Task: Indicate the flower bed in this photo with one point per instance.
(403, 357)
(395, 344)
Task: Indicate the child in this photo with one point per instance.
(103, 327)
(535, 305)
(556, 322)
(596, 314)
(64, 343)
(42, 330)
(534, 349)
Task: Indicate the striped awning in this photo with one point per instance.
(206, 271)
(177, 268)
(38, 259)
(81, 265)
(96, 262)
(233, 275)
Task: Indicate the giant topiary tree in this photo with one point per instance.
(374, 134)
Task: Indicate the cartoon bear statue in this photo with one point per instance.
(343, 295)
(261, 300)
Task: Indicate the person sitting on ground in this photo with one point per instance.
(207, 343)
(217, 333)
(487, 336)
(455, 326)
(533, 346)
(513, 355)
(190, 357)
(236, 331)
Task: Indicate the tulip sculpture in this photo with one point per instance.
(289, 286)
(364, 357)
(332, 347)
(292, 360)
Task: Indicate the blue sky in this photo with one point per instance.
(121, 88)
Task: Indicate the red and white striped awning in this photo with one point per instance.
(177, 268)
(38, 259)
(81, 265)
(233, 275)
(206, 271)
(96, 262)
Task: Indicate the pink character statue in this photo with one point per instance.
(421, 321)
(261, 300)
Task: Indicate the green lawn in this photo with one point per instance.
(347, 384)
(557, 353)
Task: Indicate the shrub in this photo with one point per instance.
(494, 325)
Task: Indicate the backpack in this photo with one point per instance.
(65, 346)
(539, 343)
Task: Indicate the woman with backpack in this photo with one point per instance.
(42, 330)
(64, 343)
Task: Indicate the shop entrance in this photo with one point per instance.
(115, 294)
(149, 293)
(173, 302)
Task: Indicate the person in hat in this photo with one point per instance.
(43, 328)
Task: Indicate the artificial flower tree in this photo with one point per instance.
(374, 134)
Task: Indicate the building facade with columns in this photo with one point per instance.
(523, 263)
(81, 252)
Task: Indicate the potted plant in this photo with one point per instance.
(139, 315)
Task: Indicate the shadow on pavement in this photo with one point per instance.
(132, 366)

++++

### What is expected
Copy out precisely those lines which run from the one containing "Task: Indicate the woman" to the end of the material.

### Reply to the exercise
Task: Indicate the woman with backpack in this photo with one point per instance.
(42, 330)
(64, 343)
Task: Indicate the shop entrance in this photo with one point per instance.
(115, 294)
(149, 293)
(173, 302)
Task: Indicate the person in hat in this photo with one point per instance.
(43, 328)
Task: Indicate the artificial flower tree in this photo with one point per instance.
(374, 134)
Task: Indicate the building facade with columns in this photo with one point per instance.
(523, 263)
(81, 252)
Task: Indicate the potted plant in this photo with one point per instance.
(139, 315)
Task: Indicate the shadow on pavement in this photo with one point per instance.
(132, 366)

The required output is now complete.